Write out the stretch of lines below that begins at the line with "One point goes on each instance of the white van, as" and ends at the line with "One point goes on each instance of the silver wristwatch, as", including both, exactly as given and nothing more.
________
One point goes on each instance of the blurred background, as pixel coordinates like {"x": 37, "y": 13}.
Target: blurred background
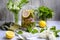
{"x": 7, "y": 16}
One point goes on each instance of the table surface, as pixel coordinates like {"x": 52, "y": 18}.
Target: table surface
{"x": 49, "y": 24}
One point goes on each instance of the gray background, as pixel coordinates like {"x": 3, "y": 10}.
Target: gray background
{"x": 6, "y": 15}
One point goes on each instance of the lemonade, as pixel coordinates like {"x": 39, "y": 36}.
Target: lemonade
{"x": 9, "y": 34}
{"x": 42, "y": 24}
{"x": 28, "y": 19}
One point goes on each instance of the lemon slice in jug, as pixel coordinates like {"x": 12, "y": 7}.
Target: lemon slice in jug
{"x": 25, "y": 13}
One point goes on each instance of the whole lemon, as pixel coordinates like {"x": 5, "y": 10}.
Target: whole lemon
{"x": 42, "y": 24}
{"x": 10, "y": 34}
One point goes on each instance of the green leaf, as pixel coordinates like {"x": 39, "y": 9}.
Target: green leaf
{"x": 58, "y": 31}
{"x": 34, "y": 31}
{"x": 42, "y": 29}
{"x": 53, "y": 28}
{"x": 20, "y": 32}
{"x": 29, "y": 29}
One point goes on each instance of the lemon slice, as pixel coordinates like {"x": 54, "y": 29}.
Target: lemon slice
{"x": 10, "y": 34}
{"x": 42, "y": 24}
{"x": 26, "y": 13}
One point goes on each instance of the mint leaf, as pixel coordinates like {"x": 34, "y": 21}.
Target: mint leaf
{"x": 42, "y": 30}
{"x": 20, "y": 32}
{"x": 34, "y": 31}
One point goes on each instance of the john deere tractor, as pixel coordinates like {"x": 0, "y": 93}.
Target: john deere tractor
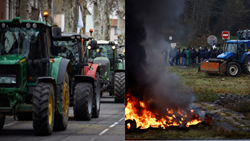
{"x": 112, "y": 67}
{"x": 34, "y": 85}
{"x": 235, "y": 60}
{"x": 84, "y": 79}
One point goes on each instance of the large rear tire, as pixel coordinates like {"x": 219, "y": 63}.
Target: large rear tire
{"x": 119, "y": 87}
{"x": 246, "y": 65}
{"x": 61, "y": 120}
{"x": 83, "y": 101}
{"x": 233, "y": 69}
{"x": 2, "y": 120}
{"x": 43, "y": 109}
{"x": 97, "y": 97}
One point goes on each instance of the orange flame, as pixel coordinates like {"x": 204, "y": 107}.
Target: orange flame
{"x": 137, "y": 110}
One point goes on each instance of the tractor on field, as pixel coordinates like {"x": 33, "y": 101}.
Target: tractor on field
{"x": 235, "y": 60}
{"x": 84, "y": 80}
{"x": 34, "y": 85}
{"x": 112, "y": 67}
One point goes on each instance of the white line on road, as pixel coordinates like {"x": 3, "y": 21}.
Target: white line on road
{"x": 103, "y": 132}
{"x": 9, "y": 124}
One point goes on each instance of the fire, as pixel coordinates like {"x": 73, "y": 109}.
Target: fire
{"x": 144, "y": 118}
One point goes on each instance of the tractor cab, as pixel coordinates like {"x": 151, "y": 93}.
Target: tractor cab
{"x": 235, "y": 50}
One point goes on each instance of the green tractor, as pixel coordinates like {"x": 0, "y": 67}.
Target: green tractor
{"x": 112, "y": 67}
{"x": 34, "y": 85}
{"x": 84, "y": 79}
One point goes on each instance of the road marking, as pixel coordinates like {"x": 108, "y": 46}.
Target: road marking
{"x": 113, "y": 124}
{"x": 9, "y": 124}
{"x": 103, "y": 131}
{"x": 121, "y": 119}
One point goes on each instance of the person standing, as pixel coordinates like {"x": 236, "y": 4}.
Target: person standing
{"x": 188, "y": 56}
{"x": 164, "y": 55}
{"x": 171, "y": 56}
{"x": 246, "y": 34}
{"x": 178, "y": 57}
{"x": 198, "y": 54}
{"x": 183, "y": 58}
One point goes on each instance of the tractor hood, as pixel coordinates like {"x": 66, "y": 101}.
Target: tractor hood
{"x": 10, "y": 59}
{"x": 225, "y": 55}
{"x": 103, "y": 63}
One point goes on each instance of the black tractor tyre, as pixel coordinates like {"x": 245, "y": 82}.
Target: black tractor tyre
{"x": 83, "y": 101}
{"x": 61, "y": 120}
{"x": 97, "y": 97}
{"x": 24, "y": 116}
{"x": 233, "y": 69}
{"x": 43, "y": 108}
{"x": 246, "y": 65}
{"x": 2, "y": 120}
{"x": 119, "y": 87}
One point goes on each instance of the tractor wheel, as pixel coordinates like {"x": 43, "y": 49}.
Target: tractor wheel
{"x": 233, "y": 69}
{"x": 61, "y": 120}
{"x": 83, "y": 101}
{"x": 24, "y": 116}
{"x": 2, "y": 119}
{"x": 97, "y": 98}
{"x": 43, "y": 109}
{"x": 119, "y": 87}
{"x": 246, "y": 65}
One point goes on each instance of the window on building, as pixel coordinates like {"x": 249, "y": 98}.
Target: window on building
{"x": 116, "y": 31}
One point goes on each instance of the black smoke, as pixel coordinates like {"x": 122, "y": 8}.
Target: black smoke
{"x": 148, "y": 25}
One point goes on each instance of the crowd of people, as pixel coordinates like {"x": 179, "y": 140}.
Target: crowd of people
{"x": 189, "y": 56}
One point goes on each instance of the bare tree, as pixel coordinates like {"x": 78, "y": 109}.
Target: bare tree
{"x": 97, "y": 19}
{"x": 25, "y": 9}
{"x": 83, "y": 4}
{"x": 71, "y": 15}
{"x": 120, "y": 23}
{"x": 106, "y": 20}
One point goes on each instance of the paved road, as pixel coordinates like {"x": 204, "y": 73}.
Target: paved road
{"x": 110, "y": 126}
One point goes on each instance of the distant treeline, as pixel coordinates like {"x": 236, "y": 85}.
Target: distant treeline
{"x": 213, "y": 16}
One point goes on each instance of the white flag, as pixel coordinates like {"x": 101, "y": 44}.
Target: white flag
{"x": 80, "y": 23}
{"x": 40, "y": 17}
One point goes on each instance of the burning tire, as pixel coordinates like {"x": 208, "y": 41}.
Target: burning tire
{"x": 24, "y": 116}
{"x": 2, "y": 120}
{"x": 61, "y": 120}
{"x": 233, "y": 69}
{"x": 246, "y": 65}
{"x": 97, "y": 98}
{"x": 119, "y": 87}
{"x": 43, "y": 109}
{"x": 130, "y": 126}
{"x": 83, "y": 101}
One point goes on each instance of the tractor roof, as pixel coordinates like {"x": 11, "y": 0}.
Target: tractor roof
{"x": 74, "y": 34}
{"x": 239, "y": 41}
{"x": 17, "y": 20}
{"x": 103, "y": 42}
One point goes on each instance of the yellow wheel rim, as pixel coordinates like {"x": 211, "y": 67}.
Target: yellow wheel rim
{"x": 50, "y": 109}
{"x": 65, "y": 99}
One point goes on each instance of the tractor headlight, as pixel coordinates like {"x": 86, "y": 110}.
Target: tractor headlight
{"x": 3, "y": 25}
{"x": 8, "y": 80}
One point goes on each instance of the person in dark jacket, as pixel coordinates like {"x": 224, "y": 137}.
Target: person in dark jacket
{"x": 171, "y": 56}
{"x": 206, "y": 54}
{"x": 198, "y": 54}
{"x": 178, "y": 53}
{"x": 202, "y": 54}
{"x": 183, "y": 58}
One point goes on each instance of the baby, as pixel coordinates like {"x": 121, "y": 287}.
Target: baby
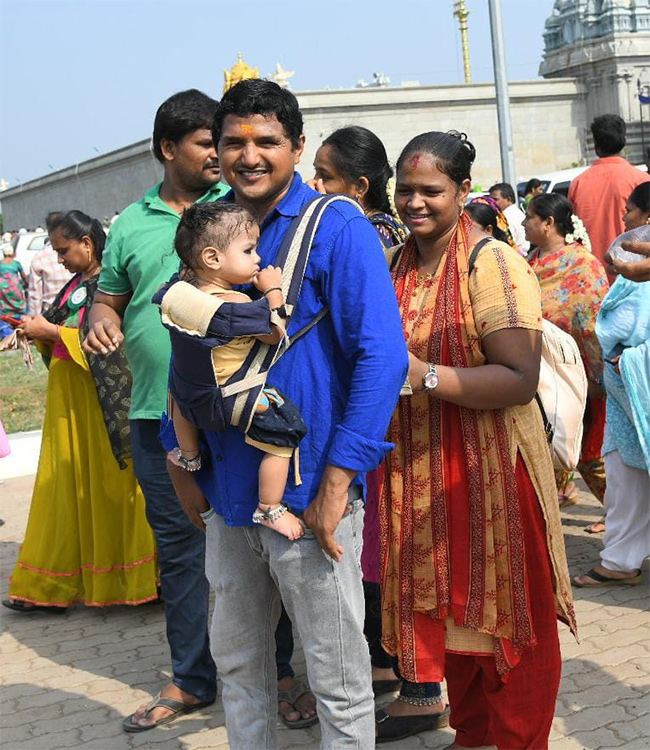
{"x": 217, "y": 243}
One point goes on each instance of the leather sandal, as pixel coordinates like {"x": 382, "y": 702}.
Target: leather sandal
{"x": 393, "y": 728}
{"x": 602, "y": 580}
{"x": 291, "y": 697}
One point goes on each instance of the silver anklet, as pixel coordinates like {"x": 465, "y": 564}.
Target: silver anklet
{"x": 419, "y": 701}
{"x": 187, "y": 464}
{"x": 269, "y": 515}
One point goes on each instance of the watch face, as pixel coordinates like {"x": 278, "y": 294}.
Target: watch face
{"x": 430, "y": 380}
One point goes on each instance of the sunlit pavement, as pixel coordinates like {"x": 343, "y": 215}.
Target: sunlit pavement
{"x": 67, "y": 681}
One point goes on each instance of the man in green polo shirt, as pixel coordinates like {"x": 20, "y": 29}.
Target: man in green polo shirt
{"x": 139, "y": 257}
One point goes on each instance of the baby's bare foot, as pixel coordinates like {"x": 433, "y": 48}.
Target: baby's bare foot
{"x": 287, "y": 524}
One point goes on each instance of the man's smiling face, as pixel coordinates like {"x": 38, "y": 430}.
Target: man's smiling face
{"x": 257, "y": 159}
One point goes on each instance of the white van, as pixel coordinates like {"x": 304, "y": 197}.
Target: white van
{"x": 559, "y": 182}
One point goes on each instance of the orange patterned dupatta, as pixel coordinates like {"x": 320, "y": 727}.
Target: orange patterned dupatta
{"x": 452, "y": 538}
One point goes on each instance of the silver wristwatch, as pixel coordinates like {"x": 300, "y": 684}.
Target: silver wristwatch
{"x": 430, "y": 379}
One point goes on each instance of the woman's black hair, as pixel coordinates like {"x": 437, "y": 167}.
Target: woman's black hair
{"x": 75, "y": 225}
{"x": 180, "y": 115}
{"x": 554, "y": 205}
{"x": 608, "y": 132}
{"x": 640, "y": 197}
{"x": 486, "y": 216}
{"x": 357, "y": 152}
{"x": 257, "y": 96}
{"x": 531, "y": 185}
{"x": 452, "y": 152}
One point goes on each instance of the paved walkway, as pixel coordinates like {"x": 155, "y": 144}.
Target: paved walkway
{"x": 68, "y": 680}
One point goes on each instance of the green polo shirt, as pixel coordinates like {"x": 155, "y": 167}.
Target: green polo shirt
{"x": 138, "y": 258}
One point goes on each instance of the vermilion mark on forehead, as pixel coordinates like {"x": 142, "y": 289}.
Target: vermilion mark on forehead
{"x": 414, "y": 161}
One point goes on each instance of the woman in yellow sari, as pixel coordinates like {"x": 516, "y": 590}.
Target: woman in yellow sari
{"x": 474, "y": 572}
{"x": 87, "y": 537}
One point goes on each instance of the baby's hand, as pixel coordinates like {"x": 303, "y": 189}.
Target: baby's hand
{"x": 268, "y": 278}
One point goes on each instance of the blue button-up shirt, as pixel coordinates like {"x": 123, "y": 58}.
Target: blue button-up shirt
{"x": 344, "y": 375}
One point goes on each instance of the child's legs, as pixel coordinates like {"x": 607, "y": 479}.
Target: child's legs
{"x": 274, "y": 472}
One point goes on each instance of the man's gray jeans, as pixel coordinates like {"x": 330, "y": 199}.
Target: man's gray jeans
{"x": 251, "y": 569}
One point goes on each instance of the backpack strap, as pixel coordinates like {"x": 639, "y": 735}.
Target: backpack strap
{"x": 292, "y": 257}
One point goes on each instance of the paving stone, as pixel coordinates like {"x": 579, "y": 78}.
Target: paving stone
{"x": 55, "y": 741}
{"x": 599, "y": 739}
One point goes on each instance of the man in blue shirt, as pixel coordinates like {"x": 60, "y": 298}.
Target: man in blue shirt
{"x": 344, "y": 375}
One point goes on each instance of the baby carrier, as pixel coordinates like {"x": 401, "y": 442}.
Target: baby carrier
{"x": 213, "y": 407}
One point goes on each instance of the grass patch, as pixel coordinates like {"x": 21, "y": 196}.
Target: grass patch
{"x": 22, "y": 392}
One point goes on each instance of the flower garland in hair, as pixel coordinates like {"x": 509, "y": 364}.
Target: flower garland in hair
{"x": 579, "y": 234}
{"x": 390, "y": 192}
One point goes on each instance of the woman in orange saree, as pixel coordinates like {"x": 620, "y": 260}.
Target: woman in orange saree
{"x": 474, "y": 572}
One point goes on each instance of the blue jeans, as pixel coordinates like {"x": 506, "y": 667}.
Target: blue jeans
{"x": 181, "y": 557}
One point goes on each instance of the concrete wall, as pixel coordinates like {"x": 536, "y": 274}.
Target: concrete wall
{"x": 99, "y": 187}
{"x": 548, "y": 122}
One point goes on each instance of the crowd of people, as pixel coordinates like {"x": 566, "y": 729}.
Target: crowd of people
{"x": 318, "y": 399}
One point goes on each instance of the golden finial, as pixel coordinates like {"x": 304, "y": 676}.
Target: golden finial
{"x": 461, "y": 13}
{"x": 239, "y": 72}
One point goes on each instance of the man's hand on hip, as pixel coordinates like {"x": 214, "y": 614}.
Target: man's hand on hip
{"x": 328, "y": 507}
{"x": 103, "y": 337}
{"x": 189, "y": 494}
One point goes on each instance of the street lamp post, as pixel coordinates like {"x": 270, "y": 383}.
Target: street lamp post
{"x": 461, "y": 13}
{"x": 503, "y": 100}
{"x": 640, "y": 87}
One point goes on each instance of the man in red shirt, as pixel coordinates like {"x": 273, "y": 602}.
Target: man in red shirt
{"x": 598, "y": 195}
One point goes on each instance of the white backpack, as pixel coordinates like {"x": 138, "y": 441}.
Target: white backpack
{"x": 562, "y": 395}
{"x": 562, "y": 390}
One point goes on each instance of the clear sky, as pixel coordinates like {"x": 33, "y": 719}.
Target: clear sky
{"x": 82, "y": 77}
________
TASK SOLUTION
One point goes on each instance of the white van, as pixel coordinates like {"x": 304, "y": 197}.
Target: white van
{"x": 559, "y": 182}
One point goes on each instance of the orange patterned dupatta, as pixel coordinates like {"x": 320, "y": 727}.
Target: orange patterned dupatta
{"x": 452, "y": 538}
One point goes on each instance of the silver wristwatch, as pixel coordinates like {"x": 300, "y": 684}.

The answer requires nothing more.